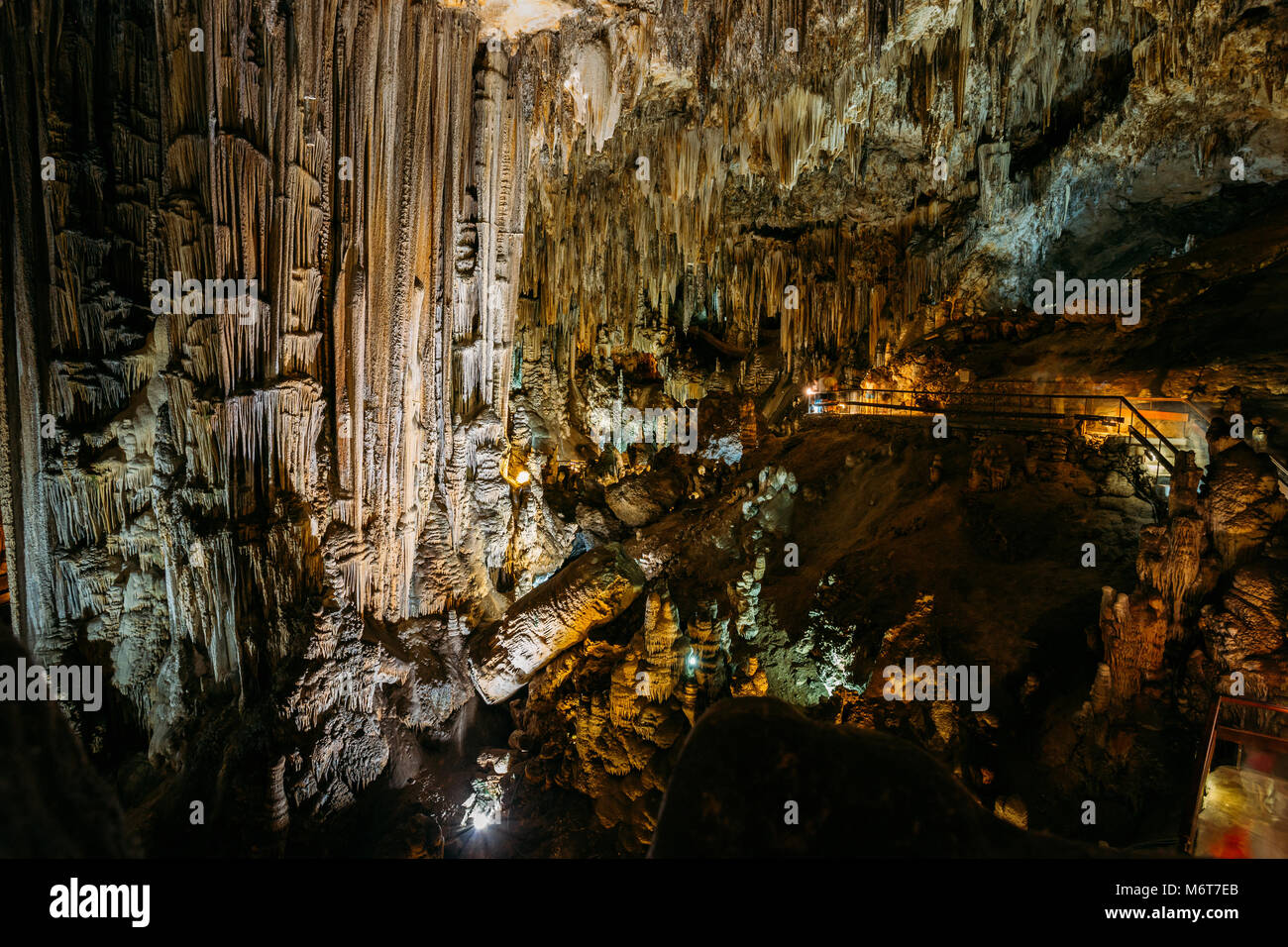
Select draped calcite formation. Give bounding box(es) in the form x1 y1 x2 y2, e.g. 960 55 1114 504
0 0 548 819
469 544 644 703
0 0 1288 850
512 0 1288 388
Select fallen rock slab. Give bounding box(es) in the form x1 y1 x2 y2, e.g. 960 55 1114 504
468 543 645 703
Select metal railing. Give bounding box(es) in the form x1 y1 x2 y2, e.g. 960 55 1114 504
810 388 1180 475
1185 694 1288 854
810 381 1288 493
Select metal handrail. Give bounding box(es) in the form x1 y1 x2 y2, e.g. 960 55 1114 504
810 378 1288 491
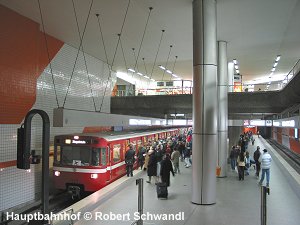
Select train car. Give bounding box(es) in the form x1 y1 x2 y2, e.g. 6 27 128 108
53 128 180 197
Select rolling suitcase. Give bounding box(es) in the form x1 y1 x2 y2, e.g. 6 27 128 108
156 183 168 199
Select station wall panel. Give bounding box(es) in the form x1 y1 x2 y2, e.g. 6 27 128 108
0 6 116 211
272 127 300 154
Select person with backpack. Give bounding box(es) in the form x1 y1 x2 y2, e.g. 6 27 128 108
146 149 157 184
258 149 272 187
160 154 175 187
229 145 236 171
253 146 261 179
125 144 135 177
237 151 245 180
171 148 180 173
137 145 146 170
245 151 251 176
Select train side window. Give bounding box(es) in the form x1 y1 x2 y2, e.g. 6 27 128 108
92 148 100 166
101 148 106 166
113 144 121 162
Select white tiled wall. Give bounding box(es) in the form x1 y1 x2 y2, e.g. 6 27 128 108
0 45 116 211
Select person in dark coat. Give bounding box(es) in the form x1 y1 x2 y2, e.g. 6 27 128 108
160 154 175 187
137 146 146 170
146 149 157 183
125 145 135 177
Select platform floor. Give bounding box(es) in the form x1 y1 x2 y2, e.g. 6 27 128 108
76 137 300 225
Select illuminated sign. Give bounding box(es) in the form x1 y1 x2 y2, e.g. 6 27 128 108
266 120 272 127
281 120 295 127
72 140 86 144
250 120 265 126
129 119 151 126
244 120 249 126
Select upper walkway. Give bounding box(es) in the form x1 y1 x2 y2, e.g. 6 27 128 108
58 137 300 225
111 59 300 119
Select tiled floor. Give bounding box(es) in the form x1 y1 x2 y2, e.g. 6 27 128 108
76 135 300 225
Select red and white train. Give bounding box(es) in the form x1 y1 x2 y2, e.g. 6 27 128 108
53 128 180 197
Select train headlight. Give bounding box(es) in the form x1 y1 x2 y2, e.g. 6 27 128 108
54 171 60 177
91 173 98 179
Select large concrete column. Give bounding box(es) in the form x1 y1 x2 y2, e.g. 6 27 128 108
218 41 228 177
192 0 218 205
228 62 234 92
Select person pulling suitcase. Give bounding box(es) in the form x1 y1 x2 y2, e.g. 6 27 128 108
156 154 175 198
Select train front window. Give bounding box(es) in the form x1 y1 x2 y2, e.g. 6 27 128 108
92 148 100 166
61 146 91 166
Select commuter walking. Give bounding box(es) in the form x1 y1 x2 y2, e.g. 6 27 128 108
245 151 251 176
171 148 180 173
137 146 146 170
237 151 245 180
259 149 272 187
146 149 157 183
125 144 135 177
160 154 175 187
229 145 236 171
253 146 261 179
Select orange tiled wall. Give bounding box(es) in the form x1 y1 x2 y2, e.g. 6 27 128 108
0 5 63 124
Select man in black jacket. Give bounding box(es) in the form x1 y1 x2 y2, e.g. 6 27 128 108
253 146 261 178
125 144 135 177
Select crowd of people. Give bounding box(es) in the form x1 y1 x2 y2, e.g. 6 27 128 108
125 129 192 186
229 131 272 187
125 129 272 192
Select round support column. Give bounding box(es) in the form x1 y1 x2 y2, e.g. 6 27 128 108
218 41 228 177
192 0 218 205
228 62 234 92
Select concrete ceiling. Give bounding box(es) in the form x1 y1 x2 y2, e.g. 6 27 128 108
0 0 300 81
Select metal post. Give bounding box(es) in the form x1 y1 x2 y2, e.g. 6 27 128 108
136 178 144 225
24 109 50 218
192 0 218 205
260 186 270 225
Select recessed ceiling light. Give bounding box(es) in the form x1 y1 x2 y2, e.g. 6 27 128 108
128 68 135 73
275 55 281 62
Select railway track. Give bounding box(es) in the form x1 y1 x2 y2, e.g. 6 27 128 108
267 139 300 174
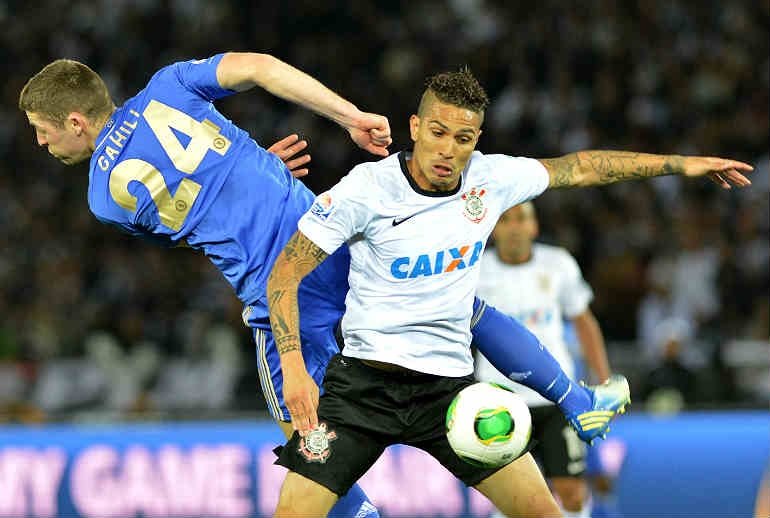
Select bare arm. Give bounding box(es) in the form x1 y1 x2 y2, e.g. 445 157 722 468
572 309 611 383
217 52 392 156
267 231 327 433
540 151 754 189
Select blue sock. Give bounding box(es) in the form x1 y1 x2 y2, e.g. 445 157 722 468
328 484 380 518
471 298 591 416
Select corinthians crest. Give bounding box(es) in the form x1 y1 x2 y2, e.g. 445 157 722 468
298 423 337 464
462 187 487 223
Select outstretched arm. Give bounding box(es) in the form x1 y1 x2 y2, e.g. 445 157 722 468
267 231 327 434
267 134 310 178
540 151 754 189
217 52 392 156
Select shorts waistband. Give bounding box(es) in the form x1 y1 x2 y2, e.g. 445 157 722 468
359 359 433 376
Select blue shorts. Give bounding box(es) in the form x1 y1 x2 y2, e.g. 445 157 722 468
243 246 350 422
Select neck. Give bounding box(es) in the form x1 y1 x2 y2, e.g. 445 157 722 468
87 108 115 152
497 243 532 264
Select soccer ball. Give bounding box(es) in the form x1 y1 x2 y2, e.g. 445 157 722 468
446 383 532 468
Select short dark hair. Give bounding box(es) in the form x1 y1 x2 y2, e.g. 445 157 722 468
418 66 489 113
19 59 115 125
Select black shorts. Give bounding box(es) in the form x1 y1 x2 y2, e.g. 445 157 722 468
529 405 586 478
276 354 500 496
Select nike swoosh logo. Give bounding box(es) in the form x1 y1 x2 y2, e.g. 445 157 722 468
392 214 417 227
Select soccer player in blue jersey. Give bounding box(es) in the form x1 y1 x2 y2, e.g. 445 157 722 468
19 53 636 516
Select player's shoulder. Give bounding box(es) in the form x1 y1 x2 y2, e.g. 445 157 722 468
468 150 547 181
340 154 403 194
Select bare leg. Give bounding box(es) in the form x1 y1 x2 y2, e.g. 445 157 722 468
273 471 337 518
476 453 562 518
551 477 588 516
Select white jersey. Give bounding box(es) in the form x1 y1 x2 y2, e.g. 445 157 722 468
299 151 549 377
476 243 593 406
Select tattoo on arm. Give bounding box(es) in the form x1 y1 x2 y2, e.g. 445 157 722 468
541 151 684 188
267 231 328 354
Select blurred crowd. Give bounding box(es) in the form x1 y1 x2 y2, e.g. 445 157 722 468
0 0 770 420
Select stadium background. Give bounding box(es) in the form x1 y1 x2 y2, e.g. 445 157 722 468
0 0 770 516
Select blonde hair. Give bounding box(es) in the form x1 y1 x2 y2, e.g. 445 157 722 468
19 59 115 126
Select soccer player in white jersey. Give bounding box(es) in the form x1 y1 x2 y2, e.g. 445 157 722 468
267 70 752 517
475 202 610 517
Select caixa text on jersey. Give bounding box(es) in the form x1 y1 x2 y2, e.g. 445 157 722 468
390 241 484 279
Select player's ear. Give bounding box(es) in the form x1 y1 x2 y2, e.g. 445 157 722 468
64 112 89 137
409 115 420 142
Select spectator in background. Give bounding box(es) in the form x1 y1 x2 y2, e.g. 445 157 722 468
0 0 770 418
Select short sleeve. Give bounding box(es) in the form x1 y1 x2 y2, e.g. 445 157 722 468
559 250 594 318
171 54 236 101
298 166 371 255
485 155 550 207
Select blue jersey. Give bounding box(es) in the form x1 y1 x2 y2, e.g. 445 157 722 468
88 54 347 327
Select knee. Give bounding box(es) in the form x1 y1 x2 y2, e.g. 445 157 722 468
552 477 587 513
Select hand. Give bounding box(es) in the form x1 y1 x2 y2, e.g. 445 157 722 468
267 134 310 178
283 367 319 436
347 112 393 156
683 156 754 193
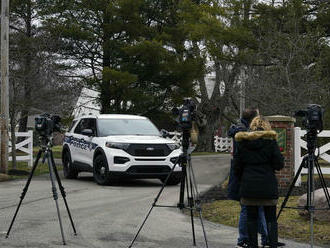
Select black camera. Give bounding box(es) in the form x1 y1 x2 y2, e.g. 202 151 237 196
35 113 61 137
172 99 196 131
295 104 324 132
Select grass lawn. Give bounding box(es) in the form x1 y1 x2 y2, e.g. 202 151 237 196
203 197 330 245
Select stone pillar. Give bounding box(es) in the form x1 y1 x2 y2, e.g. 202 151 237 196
266 115 296 189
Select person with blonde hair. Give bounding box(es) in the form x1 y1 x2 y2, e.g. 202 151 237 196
233 116 284 248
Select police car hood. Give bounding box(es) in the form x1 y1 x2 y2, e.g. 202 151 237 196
105 135 175 144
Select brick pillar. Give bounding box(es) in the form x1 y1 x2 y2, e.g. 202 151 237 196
266 115 296 189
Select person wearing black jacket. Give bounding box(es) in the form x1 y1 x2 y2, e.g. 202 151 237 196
233 116 284 248
228 108 268 248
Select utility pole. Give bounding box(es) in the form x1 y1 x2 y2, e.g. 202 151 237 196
239 78 245 118
0 0 9 173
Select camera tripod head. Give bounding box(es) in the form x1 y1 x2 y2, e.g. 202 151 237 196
39 136 53 150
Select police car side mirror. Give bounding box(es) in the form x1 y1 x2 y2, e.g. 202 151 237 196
160 129 170 138
81 129 94 136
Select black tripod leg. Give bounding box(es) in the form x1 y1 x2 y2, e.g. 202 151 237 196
45 151 66 245
315 160 330 209
6 149 42 238
178 162 187 210
188 158 209 248
186 170 196 246
50 151 77 235
128 157 180 248
277 157 306 220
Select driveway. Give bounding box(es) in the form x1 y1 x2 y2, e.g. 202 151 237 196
0 155 322 248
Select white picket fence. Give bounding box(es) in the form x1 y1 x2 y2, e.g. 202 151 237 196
8 131 33 167
169 132 233 152
294 127 330 186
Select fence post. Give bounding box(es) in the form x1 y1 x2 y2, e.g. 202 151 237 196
28 130 33 167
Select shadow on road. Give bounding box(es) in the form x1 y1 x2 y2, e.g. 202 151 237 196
75 176 176 187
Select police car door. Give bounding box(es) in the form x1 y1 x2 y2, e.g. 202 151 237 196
81 118 97 166
74 118 95 167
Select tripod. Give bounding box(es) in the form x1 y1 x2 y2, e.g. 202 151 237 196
277 129 330 247
129 130 208 248
6 137 77 245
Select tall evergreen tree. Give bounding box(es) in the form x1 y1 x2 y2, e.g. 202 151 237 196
42 0 201 113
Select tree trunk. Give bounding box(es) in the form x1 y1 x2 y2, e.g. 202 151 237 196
10 118 17 170
18 1 33 132
100 10 111 114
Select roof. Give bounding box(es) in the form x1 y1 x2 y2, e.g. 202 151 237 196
79 114 147 120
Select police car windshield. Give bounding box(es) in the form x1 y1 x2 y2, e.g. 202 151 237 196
97 119 159 137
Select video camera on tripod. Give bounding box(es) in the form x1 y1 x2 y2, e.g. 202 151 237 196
295 104 324 132
172 99 196 131
35 113 61 137
172 98 198 149
129 99 208 248
6 113 77 245
277 104 330 247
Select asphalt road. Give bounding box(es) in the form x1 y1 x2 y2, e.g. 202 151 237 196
0 155 322 248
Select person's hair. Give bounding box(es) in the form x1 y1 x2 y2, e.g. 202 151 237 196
242 108 259 124
250 115 272 131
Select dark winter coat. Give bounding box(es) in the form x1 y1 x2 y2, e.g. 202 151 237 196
233 131 284 199
227 119 249 201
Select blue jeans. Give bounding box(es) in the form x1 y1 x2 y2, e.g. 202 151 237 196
237 205 268 244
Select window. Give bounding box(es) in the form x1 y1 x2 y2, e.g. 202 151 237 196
97 119 159 137
74 118 96 135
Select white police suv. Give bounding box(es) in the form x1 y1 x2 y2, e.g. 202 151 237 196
62 114 181 185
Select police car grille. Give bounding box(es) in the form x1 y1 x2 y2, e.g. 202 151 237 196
127 144 171 157
127 165 171 174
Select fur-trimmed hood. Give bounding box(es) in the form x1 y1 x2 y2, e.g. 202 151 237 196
235 130 277 142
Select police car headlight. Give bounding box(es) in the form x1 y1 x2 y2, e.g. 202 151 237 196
105 142 129 151
167 143 180 151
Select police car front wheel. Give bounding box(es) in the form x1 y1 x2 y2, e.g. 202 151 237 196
93 155 110 185
63 151 78 179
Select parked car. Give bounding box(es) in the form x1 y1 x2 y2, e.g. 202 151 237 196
62 114 181 185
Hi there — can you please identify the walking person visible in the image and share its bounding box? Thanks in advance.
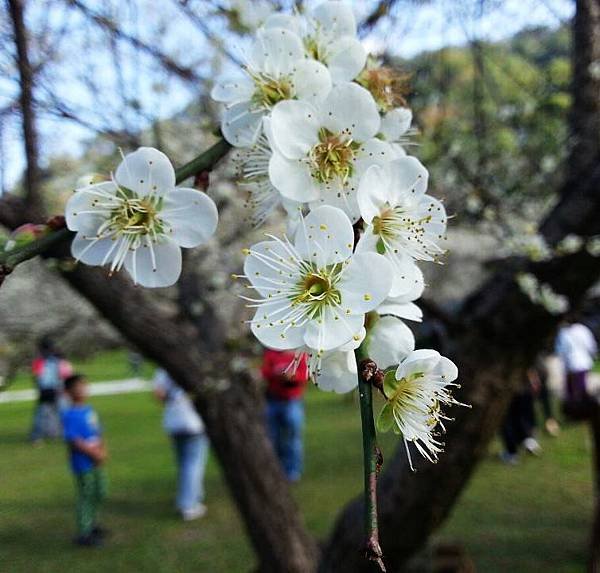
[555,321,598,402]
[154,369,209,521]
[262,350,308,482]
[30,338,73,444]
[62,374,107,547]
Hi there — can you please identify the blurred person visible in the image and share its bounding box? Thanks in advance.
[529,355,560,437]
[500,368,542,464]
[555,320,598,402]
[62,374,107,547]
[262,350,308,482]
[154,369,209,521]
[30,338,73,444]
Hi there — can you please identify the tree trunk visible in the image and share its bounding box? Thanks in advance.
[588,403,600,573]
[321,0,600,572]
[63,266,318,573]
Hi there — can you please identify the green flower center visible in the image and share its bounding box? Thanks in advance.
[292,265,342,318]
[373,206,431,250]
[250,73,294,108]
[110,193,164,235]
[309,127,360,183]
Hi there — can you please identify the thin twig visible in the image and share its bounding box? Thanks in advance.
[355,345,386,571]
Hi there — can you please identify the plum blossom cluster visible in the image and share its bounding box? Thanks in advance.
[218,1,457,461]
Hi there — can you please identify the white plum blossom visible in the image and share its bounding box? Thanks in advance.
[233,118,302,226]
[269,83,392,222]
[357,156,446,296]
[377,264,425,322]
[377,349,464,469]
[239,206,391,355]
[211,28,331,147]
[265,1,367,82]
[65,147,218,287]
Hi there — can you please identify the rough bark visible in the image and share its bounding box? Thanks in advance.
[63,260,324,573]
[321,0,600,572]
[568,0,600,180]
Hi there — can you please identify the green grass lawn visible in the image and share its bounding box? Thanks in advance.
[7,350,154,390]
[0,356,592,573]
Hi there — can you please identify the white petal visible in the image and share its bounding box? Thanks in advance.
[311,1,356,38]
[294,205,354,268]
[250,300,305,350]
[269,151,319,203]
[115,147,175,196]
[315,350,358,394]
[271,100,321,159]
[380,107,412,141]
[384,249,424,302]
[386,155,429,206]
[304,307,364,351]
[249,28,304,78]
[292,60,331,103]
[357,165,390,224]
[377,299,423,322]
[310,180,360,224]
[244,241,300,297]
[125,237,181,288]
[338,253,392,313]
[210,76,254,104]
[327,36,367,82]
[354,137,396,180]
[160,187,219,248]
[65,181,117,235]
[221,102,265,147]
[396,348,441,380]
[369,316,415,369]
[320,83,380,142]
[71,233,116,266]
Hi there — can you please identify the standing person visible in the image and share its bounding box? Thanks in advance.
[500,368,542,464]
[62,374,107,547]
[30,338,72,444]
[555,321,598,401]
[154,369,209,521]
[262,350,308,482]
[529,354,560,437]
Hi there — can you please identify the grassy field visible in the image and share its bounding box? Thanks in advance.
[0,355,592,573]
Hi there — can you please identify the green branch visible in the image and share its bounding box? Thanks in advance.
[354,342,385,571]
[175,139,231,184]
[0,139,231,284]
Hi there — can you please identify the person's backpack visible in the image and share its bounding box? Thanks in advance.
[37,356,61,390]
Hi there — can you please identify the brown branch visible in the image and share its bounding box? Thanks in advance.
[66,0,203,83]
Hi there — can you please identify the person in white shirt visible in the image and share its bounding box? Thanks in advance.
[154,369,209,521]
[555,322,598,400]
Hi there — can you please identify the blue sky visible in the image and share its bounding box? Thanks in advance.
[0,0,574,188]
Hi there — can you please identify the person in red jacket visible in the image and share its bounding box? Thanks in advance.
[262,350,308,482]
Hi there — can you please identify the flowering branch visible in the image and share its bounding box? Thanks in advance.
[355,344,386,571]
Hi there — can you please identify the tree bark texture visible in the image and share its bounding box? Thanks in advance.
[0,0,600,573]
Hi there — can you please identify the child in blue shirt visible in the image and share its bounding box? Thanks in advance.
[62,374,107,546]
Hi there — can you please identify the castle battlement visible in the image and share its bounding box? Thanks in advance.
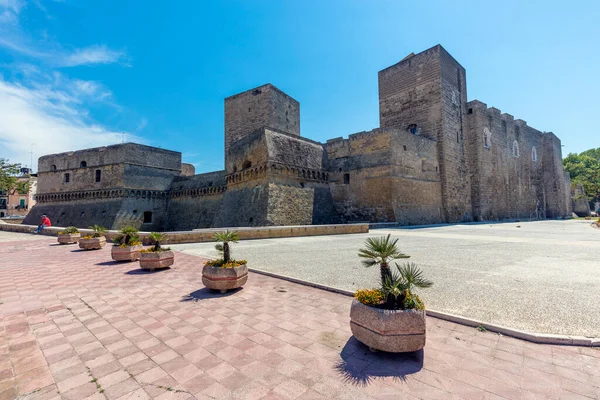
[25,45,570,231]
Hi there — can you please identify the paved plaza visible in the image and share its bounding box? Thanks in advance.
[0,234,600,400]
[175,220,600,337]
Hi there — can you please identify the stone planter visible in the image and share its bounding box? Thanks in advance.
[79,236,106,250]
[140,250,175,271]
[202,264,248,293]
[58,233,81,244]
[110,246,144,261]
[350,299,425,353]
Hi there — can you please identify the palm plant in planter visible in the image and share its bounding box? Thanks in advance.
[58,226,81,244]
[140,232,175,271]
[350,235,433,353]
[110,226,143,261]
[79,225,106,250]
[202,230,248,293]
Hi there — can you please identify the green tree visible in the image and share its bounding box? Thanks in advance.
[0,158,21,193]
[563,148,600,208]
[358,235,410,282]
[214,230,240,263]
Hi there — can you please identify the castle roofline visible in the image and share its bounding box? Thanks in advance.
[39,142,181,160]
[225,83,297,102]
[379,43,464,73]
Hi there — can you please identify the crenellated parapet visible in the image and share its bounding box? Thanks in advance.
[35,189,168,203]
[169,186,227,199]
[226,162,329,185]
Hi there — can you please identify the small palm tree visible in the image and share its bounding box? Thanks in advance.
[214,230,240,263]
[88,224,106,237]
[358,235,410,284]
[115,226,140,246]
[148,232,167,251]
[381,263,433,309]
[63,226,79,235]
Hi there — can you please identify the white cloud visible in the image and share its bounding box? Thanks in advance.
[0,78,143,170]
[0,0,142,170]
[57,45,127,67]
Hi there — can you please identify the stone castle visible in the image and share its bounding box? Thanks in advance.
[25,45,572,231]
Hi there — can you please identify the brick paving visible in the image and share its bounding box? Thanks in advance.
[0,235,600,400]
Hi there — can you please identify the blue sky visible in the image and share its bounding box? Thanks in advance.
[0,0,600,172]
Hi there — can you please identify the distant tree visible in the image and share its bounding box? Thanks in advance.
[563,147,600,208]
[0,158,21,193]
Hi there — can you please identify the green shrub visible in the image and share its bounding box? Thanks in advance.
[58,226,79,235]
[214,230,240,263]
[148,232,168,251]
[206,259,248,268]
[113,226,142,247]
[354,289,384,306]
[84,224,106,239]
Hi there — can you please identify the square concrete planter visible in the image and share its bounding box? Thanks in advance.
[110,246,144,261]
[140,250,175,271]
[350,299,425,353]
[202,264,248,293]
[58,233,81,244]
[79,236,106,250]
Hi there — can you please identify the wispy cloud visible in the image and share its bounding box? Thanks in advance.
[0,0,141,169]
[0,0,130,67]
[57,45,129,67]
[0,74,143,168]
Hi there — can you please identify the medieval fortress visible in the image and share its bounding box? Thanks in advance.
[25,45,572,231]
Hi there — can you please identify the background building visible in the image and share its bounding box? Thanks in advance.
[0,168,37,218]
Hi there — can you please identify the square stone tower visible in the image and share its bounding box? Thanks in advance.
[225,83,300,173]
[379,45,472,222]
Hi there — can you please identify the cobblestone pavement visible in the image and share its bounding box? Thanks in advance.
[0,234,600,400]
[175,220,600,337]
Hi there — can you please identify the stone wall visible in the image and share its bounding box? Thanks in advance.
[165,171,227,231]
[379,45,472,222]
[571,183,596,217]
[465,100,545,221]
[27,45,579,230]
[542,132,572,218]
[225,84,300,167]
[325,128,442,224]
[23,196,167,231]
[0,223,369,245]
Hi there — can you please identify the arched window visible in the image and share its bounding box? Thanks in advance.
[406,124,421,135]
[483,128,492,149]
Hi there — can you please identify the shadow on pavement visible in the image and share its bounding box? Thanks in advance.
[336,336,424,386]
[181,287,244,301]
[96,261,122,265]
[124,267,171,275]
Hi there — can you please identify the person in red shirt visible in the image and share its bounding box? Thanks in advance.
[33,214,51,233]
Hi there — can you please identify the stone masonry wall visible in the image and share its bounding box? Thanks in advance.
[225,84,300,168]
[465,101,545,221]
[571,183,595,217]
[165,171,227,231]
[437,46,473,222]
[326,129,442,224]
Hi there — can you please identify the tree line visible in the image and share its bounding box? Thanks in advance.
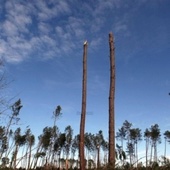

» **Required work**
Can you turn the records above, from the line with "Hi there — can you please identify the castle roofline" to the line with "[226,162,329,185]", both ends included, into a numbered list that skips blank lines?

» **Result below**
1. Hi there — can you please identify the castle roofline visible in the image and share its bounding box? Thanks in advance.
2. [39,142,181,160]
3. [225,83,297,102]
4. [379,43,464,73]
5. Hi there — can you please identify the crenellated parapet visible in the image and share its bounding box? Thanks in advance.
6. [35,189,168,203]
7. [169,186,227,199]
8. [226,162,329,185]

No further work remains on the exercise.